_TEXT SECTION:_
========================

Three runners exist because some behavior only exists on one surface, not for redundancy. An interactive confirmation rendered to a TTY does not appear in a JSON event stream. Test the surface the user actually experiences.

L6: Quality evals (model-as-judge)

When correctness is genuinely subjective (prose quality, “are these findings real,” “is this the right recommendation”), use a second model to grade the first. Keep it cheap and honest:

Use a cheaper model as the judge than the one being judged where you can.
Cascade. Gate the expensive judge behind cheap deterministic checks. Only pay for a model call when a regex or heuristic shows the need.
Score on a rubric (1 to N). Pass on a floor or a band, never on exact match. One example is “detection rate ≥ ground-truth floor and false positives ≤ ceiling”. Another is “count within ±2 of the seeded number”. Bands are how you absorb non-determinism without flakiness.
Persist scores across runs so you can see quality drift, not only today’s pass/fail.

========================

_DATASET RECORDS:_
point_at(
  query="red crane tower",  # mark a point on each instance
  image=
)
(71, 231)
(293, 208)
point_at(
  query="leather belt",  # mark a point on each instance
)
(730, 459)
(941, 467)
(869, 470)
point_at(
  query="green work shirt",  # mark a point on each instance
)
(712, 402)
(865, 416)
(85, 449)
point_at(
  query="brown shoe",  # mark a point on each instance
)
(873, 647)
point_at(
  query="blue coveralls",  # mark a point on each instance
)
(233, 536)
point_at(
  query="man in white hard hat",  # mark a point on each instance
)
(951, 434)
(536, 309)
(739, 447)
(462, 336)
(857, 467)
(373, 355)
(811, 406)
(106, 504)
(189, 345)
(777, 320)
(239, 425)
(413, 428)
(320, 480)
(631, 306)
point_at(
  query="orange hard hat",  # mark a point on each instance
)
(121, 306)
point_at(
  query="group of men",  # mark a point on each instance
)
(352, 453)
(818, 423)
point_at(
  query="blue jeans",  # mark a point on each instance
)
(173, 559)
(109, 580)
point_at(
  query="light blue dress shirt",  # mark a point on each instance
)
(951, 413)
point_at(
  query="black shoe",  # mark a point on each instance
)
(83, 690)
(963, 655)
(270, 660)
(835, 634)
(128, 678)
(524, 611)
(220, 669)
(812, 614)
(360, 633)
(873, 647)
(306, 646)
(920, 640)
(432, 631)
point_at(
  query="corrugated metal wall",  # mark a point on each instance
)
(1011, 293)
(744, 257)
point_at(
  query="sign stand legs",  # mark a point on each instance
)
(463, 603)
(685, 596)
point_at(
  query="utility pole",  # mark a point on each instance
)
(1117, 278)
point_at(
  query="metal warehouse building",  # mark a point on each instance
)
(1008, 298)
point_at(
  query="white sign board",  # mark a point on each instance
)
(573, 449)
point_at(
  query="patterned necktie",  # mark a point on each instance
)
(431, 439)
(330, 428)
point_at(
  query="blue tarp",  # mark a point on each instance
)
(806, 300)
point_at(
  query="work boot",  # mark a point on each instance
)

========================

_SHORT PROBLEM A:_ In the quality-evaluation guidance, what should the expensive judge be gated behind?
_SHORT PROBLEM B:_ Continue the passage on quality evaluations from the point where it stops.

_TASK ANSWER A:_ Cheap deterministic checks.

_TASK ANSWER B:_
3. Diff-based selection: only run what the change could have broken

A paid suite cannot run every test on every change. Make selection automatic:

Each expensive test declares its source dependencies (“touchfiles”): the files and globs that, if changed, could alter its outcome.
The runner diffs the branch against origin/main and runs only the tests whose dependencies changed.
A small set of global touchfiles triggers everything when touched: the shared runner, the result store, and the selection map itself. If a change to the selector did not re-run everything, a one-line edit could deselect a test in silence. Close that hole.
An escape hatch (RUN_ALL=1 or equivalent) forces the full suite for releases and scheduled runs.

This is the difference between a paid suite that costs a few dollars per change and one nobody can afford to run.

4. Two tiers: determinism decides the gate, cost decides the cadence

Classify every paid/behavioral test as gate or periodic:

Gate. A deterministic guardrail or cheap functional check. Blocks merge. Runs on every PR (after diff-selection).
Periodic. A quality benchmark, expensive-model run, externally-dependent, or otherwise non-deterministic check. Never blocks merge. Runs on a schedule (e.g. weekly cron) or on demand, with selection forced to “all.”

The classification rule is a single question:

Can this test be red for a legitimate, non-bug reason (model variance, a flaky external service, a subjective threshold)? Yes → periodic. No → gate.

You can never gate CI on a check that is sometimes red for no reason. That trains everyone to ignore red. Gate on what is stable. Monitor what is fuzzy.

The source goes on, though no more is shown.